Chess was also a public spectacle. The game was popular to watch as well as to play, which made it more attractive to interested third parties (especially in the context of the Cold War, where players from the United States regularly faced off against those from the USSR). Related to the trappings of competition was the game’s Elo system, which was named after the Hungarian-born physicist Arpad Elo and had been formally adopted by the US Chess Federation. While I won’t spend time on the details, the point I want to make is that the Elo system provided clear numerical benchmarks for measuring performance and improvement. These are all very helpful qualities when designing computer systems.
Endgame
From Kempelen's Mechanical Turk to Claude Shannon's foundational paper, chess proved to be an ideal (or at the very least, idealised) testbed for AI research in the 20th century. Its balance of complexity and simplicity, widespread popularity, codified rules, and quantitative performance metrics like Elo ratings made it the "drosophila of artificial intelligence."

▶ _Explore the material_:
**A.** Using the passage on chess and AI research, explain why chess made such a good testbed for AI work in the 20th century.
**B.** According to the passage on chess and AI research, who was the Elo system named after?

▶ _Recorded information_:
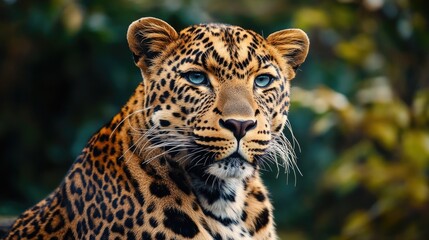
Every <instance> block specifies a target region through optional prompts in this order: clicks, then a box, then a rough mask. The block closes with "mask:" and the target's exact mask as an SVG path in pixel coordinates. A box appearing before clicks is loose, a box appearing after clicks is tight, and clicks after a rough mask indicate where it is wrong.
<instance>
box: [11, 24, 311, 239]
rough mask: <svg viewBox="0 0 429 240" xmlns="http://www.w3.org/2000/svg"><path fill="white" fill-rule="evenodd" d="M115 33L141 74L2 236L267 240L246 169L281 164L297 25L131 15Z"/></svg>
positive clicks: (283, 154)
mask: <svg viewBox="0 0 429 240" xmlns="http://www.w3.org/2000/svg"><path fill="white" fill-rule="evenodd" d="M127 39H128V43H129V46H130V49H131V51H132V53H133V56H134V60H135V63H136V65H137V66H138V67H139V68H140V69H141V73H142V76H143V81H142V83H141V84H140V85H139V86H138V87H137V89H136V90H135V92H134V94H133V95H132V96H131V98H130V100H129V101H128V103H127V104H126V105H125V106H124V107H123V108H122V110H121V111H120V113H119V114H117V115H116V116H115V117H113V119H112V120H111V122H110V123H108V124H107V125H105V126H104V127H103V128H101V130H99V131H98V132H97V133H96V134H95V135H94V136H93V137H92V138H91V140H90V141H89V142H88V144H87V146H86V147H85V148H84V149H83V151H82V154H81V155H80V156H79V157H78V158H77V160H76V162H75V163H74V164H73V166H72V167H71V169H70V170H69V172H68V173H67V175H66V177H65V179H64V181H63V182H62V183H61V185H60V186H59V187H58V188H57V189H56V190H55V191H54V192H53V193H52V194H51V195H49V196H48V197H47V198H46V199H44V200H42V201H41V202H40V203H38V204H37V205H35V206H34V207H32V208H31V209H29V210H27V211H26V212H25V213H23V214H22V215H21V216H20V217H19V219H18V220H17V221H16V222H15V223H14V225H13V226H12V228H11V230H10V232H9V235H8V236H7V237H6V239H34V238H38V239H124V238H126V239H158V240H162V239H224V240H229V239H276V238H277V235H276V232H275V227H274V221H273V208H272V205H271V203H270V200H269V197H268V193H267V190H266V188H265V187H264V185H263V183H262V181H261V179H260V176H259V173H258V170H259V169H260V167H261V165H263V164H265V163H266V162H267V161H274V160H275V159H276V155H281V157H283V158H284V159H286V161H285V164H291V163H292V162H291V161H290V159H289V157H290V151H291V150H290V148H289V147H288V145H287V142H286V141H285V138H284V137H283V135H282V129H283V127H284V126H285V124H286V122H287V114H288V109H289V85H290V80H291V79H293V78H294V77H295V70H296V69H297V67H299V65H300V64H301V63H302V62H303V61H304V60H305V57H306V55H307V52H308V46H309V42H308V38H307V36H306V34H305V33H304V32H303V31H301V30H298V29H288V30H282V31H279V32H276V33H273V34H271V35H269V36H268V37H267V38H263V37H261V36H260V35H258V34H256V33H254V32H252V31H250V30H245V29H242V28H240V27H236V26H229V25H223V24H203V25H195V26H191V27H188V28H186V29H184V30H182V31H181V32H180V33H177V32H176V31H175V30H174V29H173V28H172V27H171V26H169V25H168V24H167V23H165V22H163V21H161V20H159V19H155V18H142V19H140V20H137V21H135V22H133V23H132V24H131V25H130V27H129V30H128V34H127ZM261 76H262V77H261ZM266 83H268V84H266ZM265 84H266V85H265ZM288 159H289V161H288ZM292 164H293V163H292Z"/></svg>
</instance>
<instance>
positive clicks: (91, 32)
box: [0, 0, 429, 239]
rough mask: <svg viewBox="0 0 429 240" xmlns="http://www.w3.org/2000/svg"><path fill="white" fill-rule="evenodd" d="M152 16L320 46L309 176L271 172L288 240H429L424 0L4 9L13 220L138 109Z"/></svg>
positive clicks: (9, 189) (240, 3)
mask: <svg viewBox="0 0 429 240" xmlns="http://www.w3.org/2000/svg"><path fill="white" fill-rule="evenodd" d="M142 16H155V17H159V18H162V19H164V20H166V21H167V22H169V23H170V24H172V25H173V26H174V27H176V29H181V28H182V27H184V26H187V25H189V24H195V23H200V22H213V21H214V22H226V23H230V24H235V25H241V26H243V27H245V28H249V29H253V30H255V31H256V32H259V33H261V34H264V35H265V36H267V35H268V34H269V33H271V32H274V31H276V30H280V29H283V28H287V27H299V28H302V29H304V30H305V31H306V32H307V33H308V34H309V37H310V40H311V48H310V54H309V57H308V59H307V61H306V62H305V63H304V65H303V66H302V67H301V70H300V72H299V73H298V77H297V79H295V80H294V81H293V85H294V86H295V87H294V89H293V91H292V99H293V103H292V109H291V113H290V117H291V119H290V120H291V123H292V128H293V130H294V135H295V137H296V138H297V139H298V142H299V144H300V149H299V148H298V147H296V149H295V150H296V152H297V155H298V166H299V168H300V171H301V172H302V173H303V176H301V175H299V174H298V173H297V171H296V174H294V173H293V172H290V173H289V174H282V171H283V170H280V174H279V175H278V177H277V178H276V175H277V172H276V171H277V170H276V169H275V167H274V169H273V173H268V172H267V173H264V177H265V178H266V182H267V183H268V185H269V188H270V190H271V192H272V199H273V201H274V204H275V207H276V219H277V222H278V229H279V232H281V234H282V237H283V238H287V237H288V239H423V238H424V236H426V237H427V236H429V229H428V227H427V226H429V217H428V216H429V185H428V179H429V131H428V130H429V70H428V69H429V51H428V50H429V49H428V48H429V31H428V30H429V26H428V24H429V6H428V4H427V3H426V2H425V1H423V0H420V1H418V0H416V1H411V0H363V1H358V0H341V1H327V0H326V1H323V0H320V1H317V0H305V1H282V0H269V1H268V0H254V1H251V0H239V1H229V0H213V1H210V0H201V1H198V0H159V1H151V0H117V1H105V0H103V1H101V0H93V1H85V0H82V1H72V0H49V1H29V0H27V1H25V0H23V1H20V0H1V1H0V99H1V102H0V104H1V111H0V142H1V144H0V182H1V184H0V214H1V215H16V214H19V213H20V212H22V211H23V210H24V209H26V208H27V207H29V206H31V205H33V204H34V203H36V202H37V201H39V200H40V199H41V198H43V197H44V196H45V195H46V194H48V193H49V192H50V191H52V190H53V189H54V188H55V187H56V186H57V185H58V184H59V182H60V181H61V179H62V177H63V176H64V174H65V172H66V171H67V169H68V167H69V166H70V165H71V163H72V162H73V160H74V158H75V157H76V156H77V154H78V153H79V151H80V150H81V149H82V148H83V146H84V145H85V142H86V141H87V139H88V138H89V137H90V136H91V134H92V133H94V132H95V131H97V129H98V128H99V127H101V126H102V125H103V124H104V123H105V122H107V121H108V120H109V119H110V118H111V117H112V116H113V115H114V114H115V113H116V112H117V111H118V110H119V108H120V106H121V105H122V104H124V103H125V101H126V100H127V98H128V97H129V95H130V94H131V92H132V91H133V89H134V87H135V86H136V85H137V84H138V82H139V81H140V76H139V72H138V69H137V68H136V67H134V65H133V62H132V58H131V54H130V53H129V51H128V47H127V44H126V41H125V33H126V30H127V27H128V25H129V23H130V22H131V21H133V20H135V19H137V18H140V17H142ZM289 135H290V137H291V138H292V137H293V136H292V134H290V133H289Z"/></svg>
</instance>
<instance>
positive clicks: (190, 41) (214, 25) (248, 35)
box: [179, 24, 279, 80]
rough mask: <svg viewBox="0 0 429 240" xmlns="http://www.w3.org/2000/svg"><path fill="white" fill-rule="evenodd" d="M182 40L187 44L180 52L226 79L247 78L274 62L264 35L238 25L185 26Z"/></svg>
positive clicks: (221, 78) (181, 39) (221, 77)
mask: <svg viewBox="0 0 429 240" xmlns="http://www.w3.org/2000/svg"><path fill="white" fill-rule="evenodd" d="M179 39H181V40H182V42H183V44H184V45H183V46H182V52H181V54H182V56H183V58H184V59H186V58H187V57H189V59H192V62H193V63H197V64H198V65H201V66H203V67H204V68H206V69H207V70H209V71H210V70H211V71H212V72H214V73H215V74H216V75H218V77H220V78H221V79H224V80H227V79H232V78H235V79H236V78H239V79H242V78H246V76H248V75H249V74H252V72H256V71H258V70H259V69H261V68H267V67H268V66H272V64H271V63H272V62H273V61H275V59H274V57H273V56H272V54H270V51H269V49H268V47H267V45H268V44H267V42H266V40H265V39H264V38H263V37H262V36H261V35H259V34H257V33H255V32H254V31H252V30H246V29H244V28H241V27H238V26H233V25H227V24H200V25H193V26H190V27H188V28H185V29H183V30H182V31H181V32H180V35H179ZM184 49H186V51H185V50H184ZM190 62H191V61H190ZM275 65H277V64H275ZM276 68H277V67H276ZM278 70H279V69H276V71H278Z"/></svg>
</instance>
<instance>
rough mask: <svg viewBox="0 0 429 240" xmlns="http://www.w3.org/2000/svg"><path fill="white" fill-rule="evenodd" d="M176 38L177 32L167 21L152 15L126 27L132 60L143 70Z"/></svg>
mask: <svg viewBox="0 0 429 240" xmlns="http://www.w3.org/2000/svg"><path fill="white" fill-rule="evenodd" d="M177 38H178V34H177V32H176V30H174V28H173V27H171V26H170V25H169V24H168V23H166V22H164V21H162V20H160V19H157V18H152V17H145V18H140V19H139V20H136V21H134V22H132V23H131V25H130V26H129V27H128V32H127V41H128V46H129V47H130V50H131V52H132V53H133V57H134V62H135V63H136V65H137V66H138V67H140V68H141V69H142V70H143V71H146V70H147V68H148V67H150V66H151V64H152V61H153V60H154V59H155V58H156V57H157V56H158V55H159V54H160V53H162V51H165V49H166V47H167V46H168V45H169V44H170V43H172V42H173V41H174V40H176V39H177Z"/></svg>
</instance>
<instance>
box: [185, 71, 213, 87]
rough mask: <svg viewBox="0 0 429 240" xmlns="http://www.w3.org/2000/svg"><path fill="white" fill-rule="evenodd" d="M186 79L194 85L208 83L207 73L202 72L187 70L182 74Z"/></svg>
mask: <svg viewBox="0 0 429 240" xmlns="http://www.w3.org/2000/svg"><path fill="white" fill-rule="evenodd" d="M184 77H185V78H186V80H188V81H189V82H190V83H193V84H195V85H208V84H209V80H208V78H207V75H206V74H204V73H202V72H187V73H185V74H184Z"/></svg>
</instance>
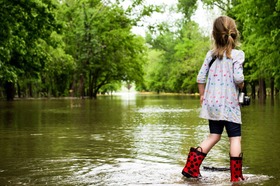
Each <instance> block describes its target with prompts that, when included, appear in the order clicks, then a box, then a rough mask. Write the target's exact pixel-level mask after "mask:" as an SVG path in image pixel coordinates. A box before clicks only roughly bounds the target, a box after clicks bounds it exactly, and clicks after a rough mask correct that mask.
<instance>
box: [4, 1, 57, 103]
mask: <svg viewBox="0 0 280 186" xmlns="http://www.w3.org/2000/svg"><path fill="white" fill-rule="evenodd" d="M0 6H1V12H0V27H1V30H0V74H1V75H0V81H1V82H2V83H3V84H5V82H10V83H11V84H14V83H16V82H17V81H18V80H19V79H23V78H30V77H35V78H38V73H39V72H40V70H41V69H42V68H43V67H44V65H45V62H46V61H47V60H48V59H49V58H48V54H47V53H45V52H44V50H43V49H42V48H41V46H40V43H41V41H42V40H43V41H46V42H47V41H48V39H49V37H50V35H51V33H52V32H53V31H54V30H57V31H59V28H60V25H59V24H58V23H57V22H56V15H55V12H54V10H55V9H56V7H57V3H56V2H55V1H50V0H48V1H47V0H44V1H39V0H21V1H10V0H1V1H0ZM7 93H8V94H11V92H7ZM9 99H13V96H11V97H10V98H9Z"/></svg>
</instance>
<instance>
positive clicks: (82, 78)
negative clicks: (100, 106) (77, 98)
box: [79, 74, 84, 99]
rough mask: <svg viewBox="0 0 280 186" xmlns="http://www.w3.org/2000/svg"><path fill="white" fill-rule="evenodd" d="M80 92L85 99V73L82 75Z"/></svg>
mask: <svg viewBox="0 0 280 186" xmlns="http://www.w3.org/2000/svg"><path fill="white" fill-rule="evenodd" d="M79 92H80V96H81V97H82V99H84V75H83V74H81V75H80V86H79Z"/></svg>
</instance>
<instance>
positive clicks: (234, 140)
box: [229, 136, 241, 157]
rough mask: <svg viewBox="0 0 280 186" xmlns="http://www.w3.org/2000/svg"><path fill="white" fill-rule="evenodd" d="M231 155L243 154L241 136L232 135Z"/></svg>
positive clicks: (232, 155) (230, 143) (229, 138)
mask: <svg viewBox="0 0 280 186" xmlns="http://www.w3.org/2000/svg"><path fill="white" fill-rule="evenodd" d="M229 142H230V156H231V157H239V156H240V154H241V136H236V137H230V138H229Z"/></svg>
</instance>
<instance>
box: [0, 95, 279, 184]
mask: <svg viewBox="0 0 280 186" xmlns="http://www.w3.org/2000/svg"><path fill="white" fill-rule="evenodd" d="M279 107H280V106H279V101H275V102H274V103H273V104H272V103H271V102H270V101H269V100H268V101H267V103H265V104H260V103H258V102H253V103H252V105H250V106H249V107H244V108H242V119H243V125H242V135H243V138H242V147H243V153H244V160H243V164H244V170H243V172H244V175H245V176H247V178H248V179H247V181H245V182H244V183H242V185H256V184H258V185H280V181H279V178H280V176H279V172H280V171H279V165H280V159H279V148H280V145H279V138H280V135H279V134H280V126H279V121H280V108H279ZM199 111H200V106H199V100H198V97H191V96H160V95H133V94H126V95H124V96H100V97H98V99H97V100H87V99H86V100H81V99H48V100H18V101H14V102H4V101H2V102H0V147H1V151H0V185H231V183H230V182H229V179H230V177H229V172H228V171H225V172H210V171H206V170H203V169H202V170H201V173H202V175H203V178H202V179H199V180H197V179H185V178H183V177H182V175H181V171H182V168H183V166H184V164H185V160H186V157H187V153H188V150H189V148H190V147H191V146H196V145H198V144H199V143H200V142H201V141H202V140H203V139H204V138H205V137H207V135H208V124H207V121H205V120H203V119H200V118H198V114H199ZM228 146H229V143H228V138H227V136H226V134H224V135H223V137H222V139H221V141H220V142H219V143H218V144H217V145H216V146H215V147H214V148H213V149H212V150H211V151H210V153H209V154H208V155H207V157H206V158H205V160H204V162H203V164H202V166H216V167H217V166H218V167H228V166H229V157H228V152H229V148H228Z"/></svg>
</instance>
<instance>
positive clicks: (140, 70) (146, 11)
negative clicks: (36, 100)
mask: <svg viewBox="0 0 280 186" xmlns="http://www.w3.org/2000/svg"><path fill="white" fill-rule="evenodd" d="M124 1H125V0H115V1H109V0H107V1H105V0H103V1H102V0H0V7H1V8H0V9H1V11H0V97H1V98H5V99H7V100H13V99H14V98H15V97H18V98H21V97H52V96H54V97H61V96H76V97H85V96H87V97H90V98H96V97H97V95H98V94H100V93H106V92H112V91H115V90H118V89H119V88H120V87H121V85H122V84H125V85H126V86H127V87H128V88H129V87H131V85H132V84H134V85H135V86H136V89H137V90H138V91H153V92H157V93H161V92H174V93H196V92H197V91H198V90H197V85H196V76H197V73H198V70H199V69H200V66H201V64H202V63H203V60H204V57H205V55H206V52H207V51H208V50H209V49H211V38H210V37H209V36H207V35H205V34H203V32H202V31H201V29H200V28H199V26H198V24H197V23H195V22H194V21H192V20H191V16H192V15H193V14H194V12H195V10H196V9H197V0H178V4H177V7H176V8H174V7H173V10H172V11H176V12H180V13H182V14H183V15H184V16H183V17H182V19H180V20H177V21H176V22H175V23H173V26H172V27H171V26H170V24H169V23H160V24H157V25H150V26H149V27H148V28H149V31H147V33H146V36H145V38H143V37H142V36H139V35H136V34H134V33H133V32H132V31H131V30H132V27H133V26H141V25H140V24H141V21H143V20H144V18H145V17H147V16H150V15H151V14H152V13H153V12H162V11H164V7H161V6H155V5H147V3H146V2H145V0H133V1H132V0H131V1H129V2H130V3H129V5H128V6H123V4H124ZM202 3H203V4H204V6H205V7H207V8H213V7H214V6H215V7H219V9H220V10H221V12H222V14H223V15H229V16H231V17H232V18H234V19H235V20H236V21H237V24H238V28H239V30H240V33H241V43H242V45H241V47H240V48H241V49H242V50H244V51H245V54H246V61H245V65H244V73H245V76H246V77H245V78H246V89H247V91H248V92H249V93H250V94H251V95H252V97H257V96H258V97H259V98H260V99H265V97H266V95H270V96H271V97H275V96H278V97H279V89H280V63H279V59H280V54H279V48H280V46H279V44H280V42H279V41H280V28H279V27H280V26H279V25H280V12H279V11H280V0H216V1H214V0H202ZM174 25H175V26H176V28H177V29H171V28H173V27H174ZM209 29H212V28H209Z"/></svg>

▶ _Results in order_:
**A.** Chess balanced complexity with simplicity, was widely popular, had codified rules, and offered quantitative performance metrics such as Elo ratings. These qualities earned it the label "drosophila of artificial intelligence."

**B.** The Hungarian-born physicist Arpad Elo.